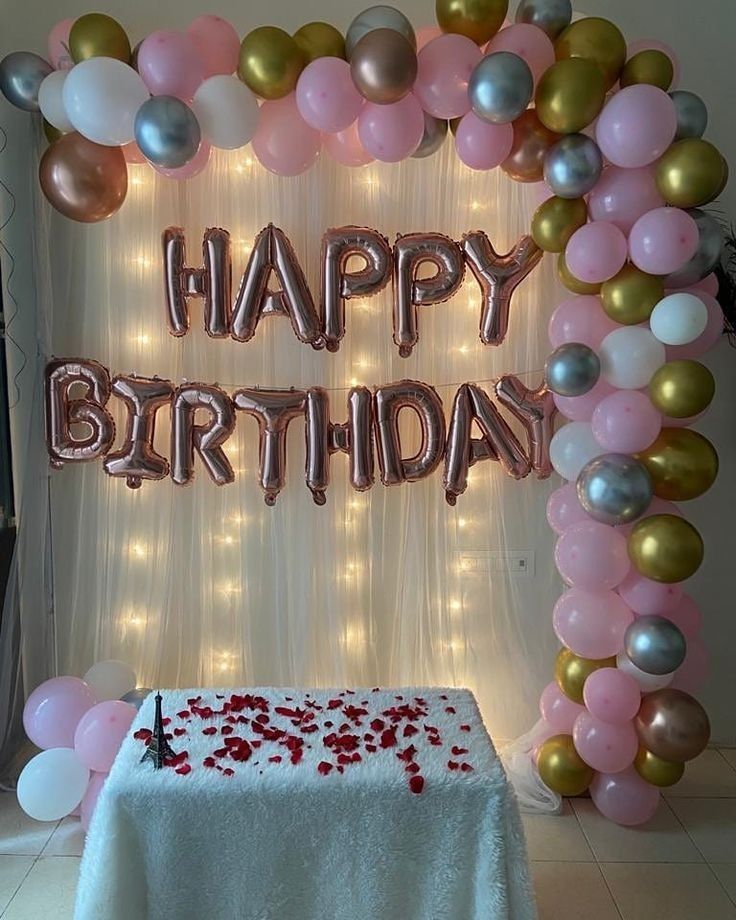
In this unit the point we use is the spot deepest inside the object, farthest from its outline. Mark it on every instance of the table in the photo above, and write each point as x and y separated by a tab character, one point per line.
317	805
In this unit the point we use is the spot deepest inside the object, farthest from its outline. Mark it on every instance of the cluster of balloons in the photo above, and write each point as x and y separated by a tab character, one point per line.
79	726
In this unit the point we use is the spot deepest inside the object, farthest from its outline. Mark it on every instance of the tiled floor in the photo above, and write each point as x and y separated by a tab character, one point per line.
681	866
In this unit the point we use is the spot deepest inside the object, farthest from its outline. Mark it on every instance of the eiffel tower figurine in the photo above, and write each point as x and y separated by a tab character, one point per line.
158	749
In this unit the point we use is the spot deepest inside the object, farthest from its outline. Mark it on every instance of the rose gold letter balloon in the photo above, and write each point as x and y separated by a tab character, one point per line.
498	277
136	459
214	282
207	440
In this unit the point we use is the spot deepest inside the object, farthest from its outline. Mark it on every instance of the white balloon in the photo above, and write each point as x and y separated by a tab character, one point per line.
51	100
52	784
227	112
630	356
677	319
111	680
571	448
101	98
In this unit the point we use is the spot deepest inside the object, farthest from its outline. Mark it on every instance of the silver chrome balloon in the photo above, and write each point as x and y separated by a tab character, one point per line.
708	255
378	17
167	131
572	166
500	87
614	488
655	645
692	115
572	369
21	75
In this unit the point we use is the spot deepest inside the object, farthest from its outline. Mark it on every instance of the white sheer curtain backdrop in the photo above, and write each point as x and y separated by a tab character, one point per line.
204	585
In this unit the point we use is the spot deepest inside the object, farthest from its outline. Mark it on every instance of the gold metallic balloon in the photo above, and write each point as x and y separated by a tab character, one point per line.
672	724
682	463
531	142
681	389
631	295
594	39
477	19
555	221
570	95
270	62
319	39
691	173
650	66
98	35
571	672
561	768
665	548
657	771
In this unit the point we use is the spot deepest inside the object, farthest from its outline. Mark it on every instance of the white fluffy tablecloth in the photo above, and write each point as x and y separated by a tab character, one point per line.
300	828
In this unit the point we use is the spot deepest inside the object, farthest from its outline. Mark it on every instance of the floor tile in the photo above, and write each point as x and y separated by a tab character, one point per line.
712	825
575	891
662	839
48	890
656	891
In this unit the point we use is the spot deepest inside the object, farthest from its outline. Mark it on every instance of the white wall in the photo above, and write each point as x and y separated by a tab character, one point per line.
702	34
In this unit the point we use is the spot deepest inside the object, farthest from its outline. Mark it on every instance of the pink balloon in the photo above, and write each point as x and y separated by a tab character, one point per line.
636	126
612	696
100	733
621	196
217	43
283	141
391	132
558	710
591	624
624	797
345	147
527	42
580	319
481	145
626	422
592	556
603	746
326	96
445	66
170	65
53	710
596	252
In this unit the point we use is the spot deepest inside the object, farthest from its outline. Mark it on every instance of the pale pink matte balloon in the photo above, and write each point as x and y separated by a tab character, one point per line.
621	196
529	43
624	797
217	43
605	747
596	252
592	556
481	145
626	422
612	696
391	132
591	623
284	143
326	96
636	126
445	66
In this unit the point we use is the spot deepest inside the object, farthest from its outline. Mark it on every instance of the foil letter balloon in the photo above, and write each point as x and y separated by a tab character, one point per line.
410	291
273	409
339	284
272	252
214	282
137	460
498	277
187	437
389	400
62	412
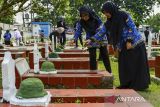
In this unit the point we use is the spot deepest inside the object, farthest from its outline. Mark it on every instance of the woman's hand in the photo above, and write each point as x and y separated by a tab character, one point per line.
129	45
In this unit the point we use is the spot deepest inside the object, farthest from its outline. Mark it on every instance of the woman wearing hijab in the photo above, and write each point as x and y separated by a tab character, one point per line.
133	63
90	22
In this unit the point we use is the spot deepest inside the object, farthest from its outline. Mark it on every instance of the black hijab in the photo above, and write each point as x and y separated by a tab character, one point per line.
116	23
92	24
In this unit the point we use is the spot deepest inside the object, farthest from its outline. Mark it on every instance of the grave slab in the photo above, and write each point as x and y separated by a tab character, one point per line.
68	63
67	78
72	54
65	62
92	98
15	55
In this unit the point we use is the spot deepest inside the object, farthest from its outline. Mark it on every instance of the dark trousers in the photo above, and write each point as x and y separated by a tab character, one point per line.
80	38
104	55
63	39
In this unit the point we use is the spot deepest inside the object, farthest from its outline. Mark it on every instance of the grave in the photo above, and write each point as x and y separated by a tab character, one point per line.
157	67
94	98
72	54
66	78
25	49
15	54
68	62
9	89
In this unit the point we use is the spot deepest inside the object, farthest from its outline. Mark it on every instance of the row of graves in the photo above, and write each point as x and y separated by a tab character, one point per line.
153	53
59	77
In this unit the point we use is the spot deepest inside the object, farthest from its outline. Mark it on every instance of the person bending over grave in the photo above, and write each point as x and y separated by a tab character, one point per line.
56	34
133	62
7	37
90	22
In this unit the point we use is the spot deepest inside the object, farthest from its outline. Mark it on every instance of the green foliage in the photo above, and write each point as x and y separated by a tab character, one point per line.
31	88
47	66
53	55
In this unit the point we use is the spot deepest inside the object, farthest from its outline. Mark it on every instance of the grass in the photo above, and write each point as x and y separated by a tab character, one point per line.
152	94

→ Your objective
Render everything in the records from the line containing "of the black" down to the end of the records as a numbered list, leaving out any blank lines.

→ Output for this task
1. In this unit the point we use is the spot deepest inside the object, farthest from its outline. Mark it on every instance of the black hijab in the photo above, and write each point as x and y separated by a tab character, one point per line.
2. 116	23
3. 92	24
4. In this unit the point we use is the spot deepest inside the object, farthest from its outline. Mark it on every instance of the grave slab in the photo above, and write each point as x and y separated by a tab character, one point per line.
5. 68	63
6. 67	78
7. 72	54
8. 65	62
9. 92	98
10. 15	55
11. In this unit the point we use is the spot deepest inside the object, farthest from its outline. Mark it on every instance of the dark trousers in the photo above, and write each point as x and y separated by a tab character, one point per line.
12. 80	38
13. 104	55
14. 63	39
15. In this unit the point we use is the spot deepest inside the object, farthest from its outline. Mark it on every instance of the grave in the photo above, and write each point as x and y separated by a tab character, one point per line.
16. 157	67
17. 94	98
18. 72	54
19. 66	78
20. 25	49
21. 15	54
22. 68	62
23. 9	89
24. In this unit the point we use is the spot deepest inside the object, farthest from its outline. Mark it on every instance of the row of graves in the photo above, and write each point as x and y separated by a tab character, one point per line.
25. 153	53
26. 59	77
27. In this unit the point we use is the spot deepest inside the object, farthest from its outline. Mark it on every instance of the person bending over grave in the photo above, and write each point as x and y separated by a tab character, one point per line.
28. 56	34
29. 133	62
30. 7	37
31. 90	22
32. In this unit the point we use is the spot deepest inside the object, farthest from its outline. Mark it on every instance of the green foliage in the photo above, and write each point as x and y separated by a tab character, one point per line.
33. 31	88
34. 47	66
35. 53	55
36. In this unit the point we use is the spot deepest inside the object, farthest from its outline. Mark it on every instance of the grass in the photo above, and write each point as x and y separated by a tab character, one point per line.
37. 152	94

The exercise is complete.